[Record extracts]
/---
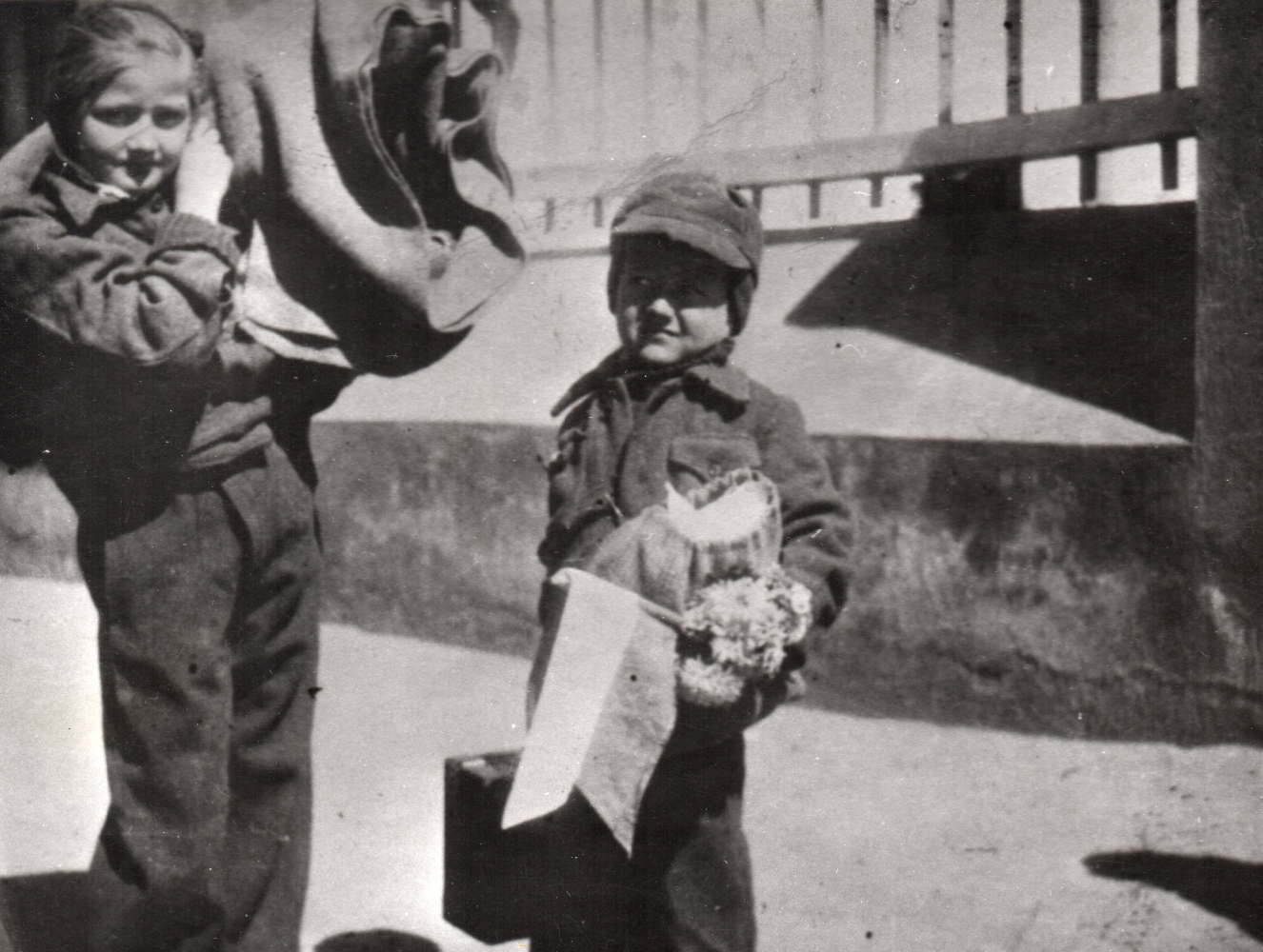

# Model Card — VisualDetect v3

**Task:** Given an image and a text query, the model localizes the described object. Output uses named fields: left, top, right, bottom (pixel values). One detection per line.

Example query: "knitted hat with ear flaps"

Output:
\---
/---
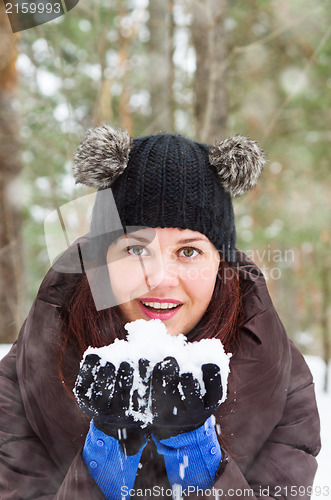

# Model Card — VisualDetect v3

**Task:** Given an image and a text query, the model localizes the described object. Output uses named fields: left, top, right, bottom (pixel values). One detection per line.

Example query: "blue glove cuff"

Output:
\---
[What you have to do]
List every line of the data that contains the string "query". Case counts, so a line matches only where the letters' case agrees.

[Correct answer]
**Task:** Given an image and a text query, the model localizes the described object. Output uses named fields: left, top, right, bottom (pixel values). One detection per line.
Example query: "knitted hat with ear flaps"
**Task:** Given an image and a text query, the model localizes the described object. Output uses named fields: left, top, right, bottom (pixel values). One detection per line.
Example query: "blue glove cuff"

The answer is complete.